• **BLOC DE TEXTE**
Ces éléments se retrouvent dans plusieurs pièces et dessins, à l’image de Maxou, le chat surdoué des artistes, leur mascotte, qui se balade aussi dans l’exposition – comme de la gouttière au canapé du salon – de toile en toile, puis dans certains dessins, et qui trône « discret » et majestueux au premier étage – sur fond rouge. Il représente la liberté de l’être et sa beauté, il est aussi un clin d’œil aux prisonniers – car le chat, toléré dans certaines prisons notamment de l’Est de l’Europe est l’un des meilleurs amis des voyous.

• **LISTE DES DONNÉES**

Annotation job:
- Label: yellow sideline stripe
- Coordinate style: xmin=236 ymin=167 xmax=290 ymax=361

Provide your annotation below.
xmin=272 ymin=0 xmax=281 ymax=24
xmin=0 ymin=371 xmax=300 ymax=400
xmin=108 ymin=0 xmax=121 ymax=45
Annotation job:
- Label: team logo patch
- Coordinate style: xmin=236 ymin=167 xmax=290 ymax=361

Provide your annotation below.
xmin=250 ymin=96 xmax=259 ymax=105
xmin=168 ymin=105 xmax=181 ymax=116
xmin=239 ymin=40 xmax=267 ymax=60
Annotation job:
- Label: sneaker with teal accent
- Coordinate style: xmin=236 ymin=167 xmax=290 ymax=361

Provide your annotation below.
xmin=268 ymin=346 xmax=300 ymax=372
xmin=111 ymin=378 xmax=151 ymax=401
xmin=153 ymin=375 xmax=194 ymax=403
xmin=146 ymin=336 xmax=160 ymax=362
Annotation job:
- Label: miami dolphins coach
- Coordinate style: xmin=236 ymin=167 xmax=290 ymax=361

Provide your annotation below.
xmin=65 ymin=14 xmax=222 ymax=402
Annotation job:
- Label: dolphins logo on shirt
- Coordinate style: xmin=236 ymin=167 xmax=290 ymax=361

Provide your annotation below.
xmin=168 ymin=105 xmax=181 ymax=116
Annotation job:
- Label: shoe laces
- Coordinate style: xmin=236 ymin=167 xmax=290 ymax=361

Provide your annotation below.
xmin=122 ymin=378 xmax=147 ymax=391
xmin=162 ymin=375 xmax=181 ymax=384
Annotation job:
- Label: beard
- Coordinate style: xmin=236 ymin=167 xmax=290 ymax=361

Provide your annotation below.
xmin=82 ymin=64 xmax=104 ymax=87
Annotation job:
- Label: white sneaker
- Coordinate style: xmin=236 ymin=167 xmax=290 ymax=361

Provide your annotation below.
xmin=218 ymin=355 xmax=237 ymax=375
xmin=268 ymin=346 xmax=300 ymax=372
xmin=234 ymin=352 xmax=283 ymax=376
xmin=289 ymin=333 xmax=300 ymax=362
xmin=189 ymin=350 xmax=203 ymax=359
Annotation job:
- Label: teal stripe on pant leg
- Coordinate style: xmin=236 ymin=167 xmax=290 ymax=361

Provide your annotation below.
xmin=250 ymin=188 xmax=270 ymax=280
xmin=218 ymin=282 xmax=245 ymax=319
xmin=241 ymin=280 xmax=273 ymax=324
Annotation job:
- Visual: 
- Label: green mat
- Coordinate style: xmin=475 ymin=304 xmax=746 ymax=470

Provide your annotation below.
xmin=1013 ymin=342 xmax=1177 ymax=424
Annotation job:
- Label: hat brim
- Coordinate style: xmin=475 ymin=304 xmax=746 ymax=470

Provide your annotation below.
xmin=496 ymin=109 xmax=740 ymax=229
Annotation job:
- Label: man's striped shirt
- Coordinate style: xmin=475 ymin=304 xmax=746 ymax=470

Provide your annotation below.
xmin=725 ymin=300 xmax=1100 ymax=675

• **EXERCICES**
**1.** Relevez tous les adjectifs que le texte sur Maxou emploie pour qualifier ce chat.
**2.** Répondez à ces questions à l'aide du texte sur Maxou.
(a) À quel étage Maxou trône-t-il, et sur quel fond ?
(b) Que représente Maxou ?
(c) Dans quelles prisons le chat est-il toléré ?
**3.** Poursuivez le texte sur Maxou après sa dernière phrase.

• **RÉPONSES DANS L'ORDRE**
**1.** surdoué, discret, majestueux

**2.**
(a) Il trône au premier étage, sur fond rouge.
(b) Il représente la liberté de l'être et sa beauté.
(c) Il est toléré dans certaines prisons, notamment de l'Est de l'Europe.

**3.**
Une version contemporaine et singulière d’arte povera

Ces collections de moments qui se traduisent en collections d’objets qui ensuite deviennent œuvres d’art correspondent également à une conception de l’art (et de la vie). L’objet trouvé, devient en effet un objet choisi qui représente un instant précis et qui, à travers ce processus, est intégré dans la pratique artistique et devient précieux à travers ce passage d’un univers (le banal réel) à l’autre (l’art). Convertir le trivial en trésor rare, utiliser des trouvailles apparemment simples et intégrer cette pratique de la récupération méticuleuse dans une pratique artistique : telle est peut-être la méthode de Double Mafia qui, en l’interprétant, réussit à rendre précieux ce qui ne l’était pas. C’est aussi une posture de vie – récupérer, recycler, choisir, se débrouiller, imaginer ce qui est possible, constamment regarder le monde comme de la matière potentielle pour faire de l’art, faire de l’art sur un terrain vague ou sur une aire d’autoroute, mais aussi apporter dans l’espace d’exposition des matières qui proviennent de ces lieux étranges.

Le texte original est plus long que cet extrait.